[ACTIVITY] Return the listing below exactly, with the pictures dropped.

[PROVIDED RECORDS]
:::
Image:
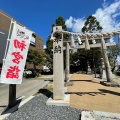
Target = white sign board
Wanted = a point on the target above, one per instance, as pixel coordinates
(13, 67)
(118, 60)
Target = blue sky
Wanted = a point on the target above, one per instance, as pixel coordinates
(39, 15)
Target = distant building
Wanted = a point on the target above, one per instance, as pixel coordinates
(5, 20)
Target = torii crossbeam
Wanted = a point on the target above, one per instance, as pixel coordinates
(58, 79)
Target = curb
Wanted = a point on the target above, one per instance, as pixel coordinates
(17, 106)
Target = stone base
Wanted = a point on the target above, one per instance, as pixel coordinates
(111, 84)
(70, 83)
(64, 102)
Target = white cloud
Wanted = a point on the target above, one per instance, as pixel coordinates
(69, 23)
(107, 16)
(75, 24)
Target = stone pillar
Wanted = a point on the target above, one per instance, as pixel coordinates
(106, 61)
(58, 79)
(67, 70)
(119, 43)
(87, 46)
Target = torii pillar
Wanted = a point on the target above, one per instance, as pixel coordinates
(106, 61)
(59, 97)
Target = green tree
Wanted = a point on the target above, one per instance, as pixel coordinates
(91, 25)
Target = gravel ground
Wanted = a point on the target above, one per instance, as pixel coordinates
(36, 109)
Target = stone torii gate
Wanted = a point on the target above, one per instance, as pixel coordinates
(59, 98)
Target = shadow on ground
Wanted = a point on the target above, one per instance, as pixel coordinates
(45, 92)
(109, 92)
(84, 81)
(8, 108)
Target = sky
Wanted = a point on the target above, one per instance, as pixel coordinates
(39, 15)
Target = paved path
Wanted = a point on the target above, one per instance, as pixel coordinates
(26, 89)
(88, 94)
:::
[ANSWER TO THIS PROBLEM]
Image:
Target = white sign board
Wanted = a point on the target above, one per instance, as pixel coordinates
(13, 67)
(118, 60)
Target = blue sky
Wanted = a point on the target above, one per instance, as pixel coordinates
(39, 15)
Target = distant building
Wanted = a point on the target above, one per instance, as pixel coordinates
(5, 20)
Target = torii crossbeam
Wanted = a point on the target above, one per instance, as pixel coordinates
(58, 79)
Target = curb
Wanted = a point on the target above, one per instance, as pixel coordinates
(17, 106)
Target = stone base
Wanted = a point on the target above, one per instance, as pixel coordinates
(111, 84)
(70, 83)
(64, 102)
Target = white cloud
Wanted = a point on the target above, one per instance, as pixel coordinates
(69, 23)
(107, 16)
(75, 24)
Target = stone pillar
Wanted = a point on the target above, one per instance, as pixel coordinates
(106, 61)
(58, 79)
(67, 70)
(119, 43)
(87, 46)
Target = torii pillar
Wanted = a point on the target above, one per instance, as pixel coordinates
(106, 61)
(59, 97)
Target = green tree
Wanted = a point on the target above, one per instance, as pixel coordinates
(91, 25)
Target = gravel ground
Wanted = a point on the target above, one per instance, as pixel coordinates
(36, 109)
Target = stone torii gate
Wanted = a point on the target above, one per instance, as pixel coordinates
(59, 98)
Target = shadow on ground
Wanted = a point on the target above, one per instance, as pixel coordinates
(45, 92)
(109, 92)
(84, 81)
(8, 108)
Target = sky
Wanted = a point on the target above, one per instance, as pixel coordinates
(39, 15)
Target = paved path
Wanted = a point on the target above, one per instance, as pixel coordinates
(26, 89)
(88, 94)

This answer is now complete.